Challenge: Can you copy, character for character, the part of the Boolean algebra passage that opens with the words containing "Let $S$ be an" and closes with "all $A\subseteq S$ ."?

Given passage:
START
Fundamental example 1.2 (logic):

If we take $A=\{\bot ,\top \}$ and $\vee ,\wedge ,\neg$ to be the usual operations from logic, we obtain a Boolean algebra.

Fundamental example and theorem 1.3:

Let $S$ be an arbitrary set, and let ${\mathcal {A}}\subset 2^{S}$ such that

$S,\emptyset \in {\mathcal {A}}$
$A,B\in S\Rightarrow A\cup B\in S,A\cap B\in S$
$A\in S\Rightarrow {\overline {A}}\in S$ , where ${\overline {A}}$ denotes the complement of $A$ .

We set

$1:=S$ ,
$0:=\emptyset$ ,
$\vee :=\cup$ ,
$\wedge :=\cap$ , and
$\neg A:={\overline {A}}$ for all $A\subseteq S$ .

Then $({\mathcal {A}},0,1,\vee ,\wedge ,\neg )$ is a Boolean algebra, called an algebra of subsets of $S$ .
END
Material shown:
START
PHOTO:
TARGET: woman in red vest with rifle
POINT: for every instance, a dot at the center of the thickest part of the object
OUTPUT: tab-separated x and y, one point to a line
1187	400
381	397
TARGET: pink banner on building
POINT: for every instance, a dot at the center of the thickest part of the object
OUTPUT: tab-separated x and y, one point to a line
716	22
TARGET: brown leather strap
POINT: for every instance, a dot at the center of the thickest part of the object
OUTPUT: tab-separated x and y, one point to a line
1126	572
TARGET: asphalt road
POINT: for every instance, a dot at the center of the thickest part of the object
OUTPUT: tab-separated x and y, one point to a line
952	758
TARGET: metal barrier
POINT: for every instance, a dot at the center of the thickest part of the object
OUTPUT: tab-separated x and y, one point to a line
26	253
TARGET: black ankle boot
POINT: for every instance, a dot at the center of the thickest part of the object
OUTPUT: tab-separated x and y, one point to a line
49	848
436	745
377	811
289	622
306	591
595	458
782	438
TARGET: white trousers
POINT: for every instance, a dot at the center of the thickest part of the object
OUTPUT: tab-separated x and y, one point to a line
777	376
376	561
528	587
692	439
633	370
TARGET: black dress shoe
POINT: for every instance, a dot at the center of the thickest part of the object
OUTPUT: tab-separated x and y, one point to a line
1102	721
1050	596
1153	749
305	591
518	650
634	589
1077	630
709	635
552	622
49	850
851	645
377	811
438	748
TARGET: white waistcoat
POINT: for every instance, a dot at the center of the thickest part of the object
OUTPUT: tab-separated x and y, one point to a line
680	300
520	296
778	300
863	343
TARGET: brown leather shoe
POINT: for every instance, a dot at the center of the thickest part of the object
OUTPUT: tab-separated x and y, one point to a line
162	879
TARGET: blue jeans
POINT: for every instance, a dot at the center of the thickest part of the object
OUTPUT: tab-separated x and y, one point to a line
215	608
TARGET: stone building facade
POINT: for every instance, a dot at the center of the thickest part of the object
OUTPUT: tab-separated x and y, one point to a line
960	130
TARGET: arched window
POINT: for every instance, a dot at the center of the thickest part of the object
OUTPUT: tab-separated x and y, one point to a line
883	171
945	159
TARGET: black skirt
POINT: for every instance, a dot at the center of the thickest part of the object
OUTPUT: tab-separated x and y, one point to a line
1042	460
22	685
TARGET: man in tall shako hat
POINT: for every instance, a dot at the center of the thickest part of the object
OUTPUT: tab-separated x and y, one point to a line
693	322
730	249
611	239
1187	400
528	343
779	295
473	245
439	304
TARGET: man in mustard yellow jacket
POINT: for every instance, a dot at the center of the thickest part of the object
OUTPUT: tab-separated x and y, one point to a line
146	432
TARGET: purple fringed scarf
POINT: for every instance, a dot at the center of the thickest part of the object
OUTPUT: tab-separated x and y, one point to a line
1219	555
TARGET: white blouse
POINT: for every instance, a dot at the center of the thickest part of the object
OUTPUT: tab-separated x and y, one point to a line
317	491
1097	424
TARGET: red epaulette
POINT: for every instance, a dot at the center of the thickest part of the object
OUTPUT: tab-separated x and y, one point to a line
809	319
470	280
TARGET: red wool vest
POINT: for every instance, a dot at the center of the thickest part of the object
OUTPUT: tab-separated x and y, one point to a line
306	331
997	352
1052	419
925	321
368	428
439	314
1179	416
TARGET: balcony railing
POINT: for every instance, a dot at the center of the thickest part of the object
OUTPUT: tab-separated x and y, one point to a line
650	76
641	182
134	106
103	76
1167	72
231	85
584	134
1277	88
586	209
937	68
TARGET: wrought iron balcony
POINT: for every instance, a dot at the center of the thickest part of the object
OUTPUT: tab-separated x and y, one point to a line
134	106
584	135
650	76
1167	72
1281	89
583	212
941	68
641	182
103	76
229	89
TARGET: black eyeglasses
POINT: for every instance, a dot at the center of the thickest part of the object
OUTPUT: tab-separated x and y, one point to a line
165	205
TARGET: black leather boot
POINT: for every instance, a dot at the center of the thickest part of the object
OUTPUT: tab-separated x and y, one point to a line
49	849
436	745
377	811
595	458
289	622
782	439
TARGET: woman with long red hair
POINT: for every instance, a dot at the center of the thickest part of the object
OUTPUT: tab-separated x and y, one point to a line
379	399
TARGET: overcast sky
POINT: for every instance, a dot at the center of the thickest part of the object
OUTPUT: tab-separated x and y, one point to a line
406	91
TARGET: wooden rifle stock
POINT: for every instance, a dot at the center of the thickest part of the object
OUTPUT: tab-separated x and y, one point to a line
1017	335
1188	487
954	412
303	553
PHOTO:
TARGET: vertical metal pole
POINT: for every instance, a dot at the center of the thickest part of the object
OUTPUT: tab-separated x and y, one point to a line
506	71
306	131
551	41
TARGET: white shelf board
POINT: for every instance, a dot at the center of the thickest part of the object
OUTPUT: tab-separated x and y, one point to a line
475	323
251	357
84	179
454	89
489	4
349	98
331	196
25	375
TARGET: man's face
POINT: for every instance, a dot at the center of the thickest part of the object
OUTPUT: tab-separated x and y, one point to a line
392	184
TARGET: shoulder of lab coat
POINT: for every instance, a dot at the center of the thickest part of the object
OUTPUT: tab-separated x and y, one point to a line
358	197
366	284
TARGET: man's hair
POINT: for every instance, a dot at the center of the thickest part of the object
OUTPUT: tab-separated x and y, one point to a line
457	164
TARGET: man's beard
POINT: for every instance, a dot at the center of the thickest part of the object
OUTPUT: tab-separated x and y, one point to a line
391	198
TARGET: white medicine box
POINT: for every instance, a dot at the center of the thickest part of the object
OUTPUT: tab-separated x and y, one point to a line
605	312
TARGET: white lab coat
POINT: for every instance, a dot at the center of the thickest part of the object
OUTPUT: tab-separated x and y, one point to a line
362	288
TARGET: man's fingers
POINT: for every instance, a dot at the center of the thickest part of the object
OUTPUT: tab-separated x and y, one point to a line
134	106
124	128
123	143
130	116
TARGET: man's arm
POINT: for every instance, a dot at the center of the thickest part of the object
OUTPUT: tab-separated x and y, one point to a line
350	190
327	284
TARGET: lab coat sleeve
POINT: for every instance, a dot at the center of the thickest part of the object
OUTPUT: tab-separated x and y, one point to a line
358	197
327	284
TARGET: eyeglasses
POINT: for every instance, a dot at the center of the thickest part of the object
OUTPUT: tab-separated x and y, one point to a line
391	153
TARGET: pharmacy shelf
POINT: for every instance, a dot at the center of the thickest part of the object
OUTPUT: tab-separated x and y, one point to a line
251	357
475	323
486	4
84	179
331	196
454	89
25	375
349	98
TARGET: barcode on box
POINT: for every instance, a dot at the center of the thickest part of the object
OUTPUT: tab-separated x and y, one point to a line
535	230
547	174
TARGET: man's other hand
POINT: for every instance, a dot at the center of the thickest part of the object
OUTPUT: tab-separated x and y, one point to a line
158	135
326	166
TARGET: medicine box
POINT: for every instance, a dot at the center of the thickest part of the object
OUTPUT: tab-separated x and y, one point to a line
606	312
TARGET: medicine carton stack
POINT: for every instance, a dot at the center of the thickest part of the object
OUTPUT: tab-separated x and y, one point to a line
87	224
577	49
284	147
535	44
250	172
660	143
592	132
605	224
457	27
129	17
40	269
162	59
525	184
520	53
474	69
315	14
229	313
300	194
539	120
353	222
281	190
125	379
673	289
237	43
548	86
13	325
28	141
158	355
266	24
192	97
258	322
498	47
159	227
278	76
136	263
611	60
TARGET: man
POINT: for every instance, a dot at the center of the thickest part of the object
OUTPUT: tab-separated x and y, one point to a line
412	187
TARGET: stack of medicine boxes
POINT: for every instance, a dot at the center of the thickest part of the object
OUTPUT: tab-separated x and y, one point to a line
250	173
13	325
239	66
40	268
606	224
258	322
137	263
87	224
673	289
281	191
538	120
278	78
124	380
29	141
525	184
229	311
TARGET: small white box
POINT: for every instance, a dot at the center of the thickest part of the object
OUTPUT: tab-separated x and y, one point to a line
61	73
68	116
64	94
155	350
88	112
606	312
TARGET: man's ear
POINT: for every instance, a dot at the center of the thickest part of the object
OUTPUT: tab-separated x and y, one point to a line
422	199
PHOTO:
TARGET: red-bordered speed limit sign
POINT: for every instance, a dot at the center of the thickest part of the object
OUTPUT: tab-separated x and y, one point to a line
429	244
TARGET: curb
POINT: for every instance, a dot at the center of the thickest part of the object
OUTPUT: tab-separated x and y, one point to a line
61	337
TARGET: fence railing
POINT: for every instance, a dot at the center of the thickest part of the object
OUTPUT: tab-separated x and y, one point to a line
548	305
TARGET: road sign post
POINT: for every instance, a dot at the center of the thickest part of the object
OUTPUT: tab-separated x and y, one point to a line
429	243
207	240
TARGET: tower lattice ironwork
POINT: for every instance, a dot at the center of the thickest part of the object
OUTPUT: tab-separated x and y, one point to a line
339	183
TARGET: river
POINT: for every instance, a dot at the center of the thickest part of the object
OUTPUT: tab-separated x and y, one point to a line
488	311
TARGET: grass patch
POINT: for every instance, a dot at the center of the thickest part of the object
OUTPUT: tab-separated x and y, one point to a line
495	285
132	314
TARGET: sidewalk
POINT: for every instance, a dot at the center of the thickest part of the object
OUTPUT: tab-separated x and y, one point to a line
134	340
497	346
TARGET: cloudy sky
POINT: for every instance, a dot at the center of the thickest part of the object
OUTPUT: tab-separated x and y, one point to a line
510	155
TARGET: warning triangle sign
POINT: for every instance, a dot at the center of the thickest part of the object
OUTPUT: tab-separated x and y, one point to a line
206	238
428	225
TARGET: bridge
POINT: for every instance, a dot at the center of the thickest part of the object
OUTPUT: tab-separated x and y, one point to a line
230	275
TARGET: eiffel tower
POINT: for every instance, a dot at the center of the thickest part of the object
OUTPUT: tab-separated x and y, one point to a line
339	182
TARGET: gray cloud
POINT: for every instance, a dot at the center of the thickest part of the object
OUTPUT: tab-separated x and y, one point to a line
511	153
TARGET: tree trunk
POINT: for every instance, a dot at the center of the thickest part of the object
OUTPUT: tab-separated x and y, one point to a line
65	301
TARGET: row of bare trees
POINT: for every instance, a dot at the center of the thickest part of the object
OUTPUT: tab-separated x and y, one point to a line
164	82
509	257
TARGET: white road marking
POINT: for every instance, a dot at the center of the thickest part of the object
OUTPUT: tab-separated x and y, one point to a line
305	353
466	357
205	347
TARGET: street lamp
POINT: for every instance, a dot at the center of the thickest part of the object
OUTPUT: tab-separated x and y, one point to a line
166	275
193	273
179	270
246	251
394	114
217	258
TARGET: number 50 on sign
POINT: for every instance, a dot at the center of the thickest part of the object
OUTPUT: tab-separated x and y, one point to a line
END
The reply:
Let $S$ be an arbitrary set, and let ${\mathcal {A}}\subset 2^{S}$ such that

$S,\emptyset \in {\mathcal {A}}$
$A,B\in S\Rightarrow A\cup B\in S,A\cap B\in S$
$A\in S\Rightarrow {\overline {A}}\in S$ , where ${\overline {A}}$ denotes the complement of $A$ .

We set

$1:=S$ ,
$0:=\emptyset$ ,
$\vee :=\cup$ ,
$\wedge :=\cap$ , and
$\neg A:={\overline {A}}$ for all $A\subseteq S$ .